PROBLEM DETAILS: Could every line of the data be printed exactly as it reads?

— begin RECORD SET —

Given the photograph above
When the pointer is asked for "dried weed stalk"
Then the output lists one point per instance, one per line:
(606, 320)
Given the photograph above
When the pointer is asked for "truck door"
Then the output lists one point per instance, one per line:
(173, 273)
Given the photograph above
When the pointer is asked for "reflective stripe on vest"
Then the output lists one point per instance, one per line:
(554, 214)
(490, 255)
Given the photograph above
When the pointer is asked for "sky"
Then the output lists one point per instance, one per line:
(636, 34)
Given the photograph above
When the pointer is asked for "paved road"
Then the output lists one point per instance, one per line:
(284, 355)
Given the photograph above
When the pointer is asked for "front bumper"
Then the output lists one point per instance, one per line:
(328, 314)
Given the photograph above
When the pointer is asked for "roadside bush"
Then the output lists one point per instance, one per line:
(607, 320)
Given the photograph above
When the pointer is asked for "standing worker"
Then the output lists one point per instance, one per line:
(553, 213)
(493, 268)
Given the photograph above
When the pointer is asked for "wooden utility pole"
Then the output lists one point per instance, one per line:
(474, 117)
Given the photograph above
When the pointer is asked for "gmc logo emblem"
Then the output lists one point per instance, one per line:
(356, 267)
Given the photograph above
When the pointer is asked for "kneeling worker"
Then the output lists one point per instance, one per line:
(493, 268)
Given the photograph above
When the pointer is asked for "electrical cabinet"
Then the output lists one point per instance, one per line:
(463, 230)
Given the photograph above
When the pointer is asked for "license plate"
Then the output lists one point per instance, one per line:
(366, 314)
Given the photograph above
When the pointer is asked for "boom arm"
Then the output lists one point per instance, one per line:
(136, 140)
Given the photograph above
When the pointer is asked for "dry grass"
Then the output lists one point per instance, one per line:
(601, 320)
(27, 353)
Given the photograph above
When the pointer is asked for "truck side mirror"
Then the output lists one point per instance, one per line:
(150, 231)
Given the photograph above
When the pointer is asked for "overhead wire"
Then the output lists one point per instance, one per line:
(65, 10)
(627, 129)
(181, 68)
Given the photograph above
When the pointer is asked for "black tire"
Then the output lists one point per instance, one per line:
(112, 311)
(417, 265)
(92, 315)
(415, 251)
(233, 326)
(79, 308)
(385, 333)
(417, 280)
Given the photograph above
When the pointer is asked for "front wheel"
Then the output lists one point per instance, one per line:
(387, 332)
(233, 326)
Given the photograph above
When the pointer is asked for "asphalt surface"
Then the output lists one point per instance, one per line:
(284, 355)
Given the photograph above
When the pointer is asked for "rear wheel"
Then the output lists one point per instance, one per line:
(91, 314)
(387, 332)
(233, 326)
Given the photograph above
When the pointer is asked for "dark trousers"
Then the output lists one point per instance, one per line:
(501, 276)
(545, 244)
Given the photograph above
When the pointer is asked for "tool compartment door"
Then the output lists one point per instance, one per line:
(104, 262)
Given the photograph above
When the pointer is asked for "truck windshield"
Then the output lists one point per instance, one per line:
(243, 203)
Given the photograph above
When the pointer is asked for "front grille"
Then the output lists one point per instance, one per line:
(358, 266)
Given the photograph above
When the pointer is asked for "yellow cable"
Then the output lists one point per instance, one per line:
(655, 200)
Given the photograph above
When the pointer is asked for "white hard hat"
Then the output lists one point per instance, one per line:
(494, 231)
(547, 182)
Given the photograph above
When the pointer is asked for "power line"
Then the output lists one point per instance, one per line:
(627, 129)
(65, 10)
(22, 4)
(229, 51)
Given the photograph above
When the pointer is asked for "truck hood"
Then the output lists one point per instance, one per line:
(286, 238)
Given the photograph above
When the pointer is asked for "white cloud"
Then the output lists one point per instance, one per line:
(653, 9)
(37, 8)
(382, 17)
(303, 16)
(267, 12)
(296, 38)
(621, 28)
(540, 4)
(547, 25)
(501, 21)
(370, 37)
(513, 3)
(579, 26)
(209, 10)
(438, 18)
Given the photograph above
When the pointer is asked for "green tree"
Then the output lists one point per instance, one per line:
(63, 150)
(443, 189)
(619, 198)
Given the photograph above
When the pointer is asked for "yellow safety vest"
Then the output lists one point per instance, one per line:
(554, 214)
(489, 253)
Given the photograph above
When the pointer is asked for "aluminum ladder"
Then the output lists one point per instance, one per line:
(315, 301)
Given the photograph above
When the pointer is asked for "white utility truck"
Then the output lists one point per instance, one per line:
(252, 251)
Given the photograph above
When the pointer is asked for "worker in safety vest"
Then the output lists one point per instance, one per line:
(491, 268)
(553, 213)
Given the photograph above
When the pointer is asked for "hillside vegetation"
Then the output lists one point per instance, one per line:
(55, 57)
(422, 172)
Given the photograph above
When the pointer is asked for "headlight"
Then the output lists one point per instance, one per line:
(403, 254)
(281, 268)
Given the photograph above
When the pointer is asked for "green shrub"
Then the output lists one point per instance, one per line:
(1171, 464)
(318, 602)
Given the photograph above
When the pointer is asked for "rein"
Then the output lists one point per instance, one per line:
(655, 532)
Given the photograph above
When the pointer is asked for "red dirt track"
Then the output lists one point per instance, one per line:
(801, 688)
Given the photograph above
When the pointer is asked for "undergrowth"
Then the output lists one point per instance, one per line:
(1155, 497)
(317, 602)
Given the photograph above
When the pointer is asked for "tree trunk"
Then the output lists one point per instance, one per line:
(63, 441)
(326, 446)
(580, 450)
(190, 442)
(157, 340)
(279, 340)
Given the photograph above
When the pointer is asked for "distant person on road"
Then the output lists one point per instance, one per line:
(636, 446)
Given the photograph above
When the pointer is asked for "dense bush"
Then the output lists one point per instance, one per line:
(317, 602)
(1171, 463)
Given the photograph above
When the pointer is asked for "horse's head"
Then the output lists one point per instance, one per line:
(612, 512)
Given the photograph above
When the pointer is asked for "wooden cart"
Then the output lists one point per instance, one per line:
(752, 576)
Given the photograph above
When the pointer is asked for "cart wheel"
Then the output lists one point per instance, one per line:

— end RECORD SET —

FINISHED ANSWER:
Given the photograph above
When the pointer is asked for "dried weed stalk"
Then the output lists one point per instance, one per line:
(606, 320)
Given the photograph above
When the pointer is asked for "truck door"
Then the output lists one point per instance, one per line:
(173, 273)
Given the photograph above
When the pointer is asked for "reflective stripe on vest"
Then the output lists one point per instance, one per line:
(554, 214)
(490, 255)
Given the photograph above
When the pointer is asked for "sky"
Then the output lists one point per instance, one per line:
(636, 34)
Given the photograph above
When the pointer is asked for "paved road"
Then the output lists one point per instance, one per line:
(284, 355)
Given the photograph above
When the pointer is asked for "front bumper"
Then the output lists one point per instance, one per line:
(328, 314)
Given the photograph above
When the pointer is asked for "roadside bush"
Then the output lists one point per instance, one per line:
(607, 320)
Given the photograph above
When the pointer is asked for "standing worker"
Then the output lists one point per instance, one per line:
(553, 213)
(493, 268)
Given the photograph above
When the pointer is asked for "wooden utility pole"
Then the output lists one point per instance, one per line:
(474, 117)
Given the photograph above
When the pointer is asked for "gmc logo emblem"
Then the output lists one point per instance, one per line:
(356, 267)
Given the photograph above
When the pointer is asked for "kneeling worker"
Then the output lists one point per instance, one per line:
(493, 268)
Given the photograph above
When the pointer is asked for "electrical cabinet"
Then the output lists one point per instance, one per line:
(463, 230)
Given the photograph above
When the pointer is asked for "license plate"
Then the output lists one point per instance, one per line:
(366, 314)
Given the photograph above
When the pointer is asked for "boom arm"
Then the output lists one point per instance, one per line:
(136, 140)
Given the photograph above
When the pointer is asked for "dry grass"
Then the output lists one point per instance, one per line:
(601, 320)
(27, 353)
Given the photograph above
When the pointer is asked for "truck side mirror"
Then the output lists one point per instance, one per line:
(150, 231)
Given the photograph above
When the pointer is asked for "overhead wire"
Then the output lists one point per instance, one per line:
(65, 10)
(627, 129)
(181, 68)
Given the photograph above
When the pointer is asked for "black tire"
Then the output lists one point per instance, one per line:
(112, 311)
(417, 265)
(92, 315)
(415, 251)
(233, 326)
(79, 308)
(385, 333)
(417, 280)
Given the photograph above
When the pointer is asked for "front wheel"
Then the output lists one point per instance, one per line:
(387, 332)
(233, 326)
Given the photograph above
When the pointer is asked for "asphalt surface"
Then the output lists one point per instance, one per line:
(284, 355)
Given the photograph above
When the pointer is asked for "rear wheel"
Then the output lists one point per instance, one per line:
(91, 314)
(387, 332)
(233, 326)
Given the photograph above
When the pointer is asked for "dark trousers"
Then the output lists one point per instance, one per line:
(501, 276)
(545, 244)
Given the photograph above
When the pointer is asked for "tool compartment door"
Then the output lists one point per instance, one per line:
(104, 262)
Given the photograph above
When the pointer is asked for "truck windshield"
Then the output lists one point per instance, one per line:
(243, 203)
Given the photograph above
When the pointer is asked for "front grille"
Then the output lists one point per instance, one per line:
(358, 266)
Given the photograph above
When the pointer is asked for "yellow cable"
Then the output lists one point per instance, one per line:
(655, 200)
Given the photograph above
When the pointer is asked for "white hard hat"
Then the output lists one point per instance, one per line:
(494, 231)
(547, 182)
Given the photograph above
When the pointer is asked for "power line"
Then the output lists one point per instance, one per line:
(627, 129)
(65, 10)
(22, 4)
(229, 51)
Given the photograph above
When the pointer is asked for "truck hood"
Then the output lists one point per instance, one per line:
(286, 238)
Given the photograph above
When the pointer is asked for "white cloud"
Then the output lists one point per instance, one per line:
(653, 9)
(37, 8)
(382, 17)
(303, 16)
(267, 12)
(296, 38)
(621, 28)
(540, 4)
(547, 25)
(501, 21)
(370, 37)
(513, 3)
(579, 26)
(209, 10)
(438, 18)
Given the photograph above
When the pointer is asked for "green tree"
Then the output lists one point per instance, one per line:
(63, 150)
(443, 189)
(619, 198)
Given the photograph above
When the pointer is asked for "yellow safety vest"
Then the output lists one point per instance, one per line:
(554, 214)
(489, 253)
Given the photograph above
When the pointer is asked for "aluminum ladder"
Then the output lists one point per instance, one per line:
(315, 301)
Given the photograph above
When the pointer is asked for "white utility truck"
Then the output lists one point per instance, one per line:
(252, 251)
Given the photograph above
When the pointer is asked for "worker in safety vest"
Then the output lists one point per instance, one per line:
(491, 268)
(553, 213)
Given the photograph above
When the pointer is asked for "hillside vegetation"
Then the output lists one point per instance, one per line:
(55, 57)
(422, 172)
Given the photograph above
When the pointer is asked for "headlight"
Then the output lists one point per instance, one per line:
(403, 254)
(281, 268)
Given the photograph above
When the pointer is asked for "green shrub"
Then the output lists one point per instance, one per line:
(1171, 464)
(318, 602)
Given the photograph above
When the pointer is asked for "rein"
Then the output lists one point per instance, one per line:
(655, 532)
Given the photograph above
When the pointer is asked for "red dirt track"
Then the output lists one point per instance, one per line:
(801, 688)
Given the photograph above
When the pointer is asked for "undergrowth"
Then the output lists one point per instance, one per line:
(1155, 497)
(317, 602)
Given the photograph above
When the pointer is asked for "tree trunk"
Then the output lists one point per instance, one per line:
(63, 441)
(326, 446)
(580, 450)
(190, 442)
(157, 340)
(279, 340)
Given the photograph above
When the pointer is asked for "distant person on road"
Then the output lists one point per instance, one per line:
(636, 446)
Given the photograph above
When the pointer is asked for "dense bush"
Then the output lists one point per instance, one per line:
(317, 602)
(1171, 463)
Given the photograph above
When the pointer is asked for "horse's head"
Then the output lists one point per instance, one per line:
(612, 512)
Given the photograph above
When the pointer is asked for "wooden cart"
Then the output lists one point per instance, one per line:
(752, 576)
Given the photograph above
When the pointer is asked for "cart wheel"
Then the output lists one point per instance, one per line:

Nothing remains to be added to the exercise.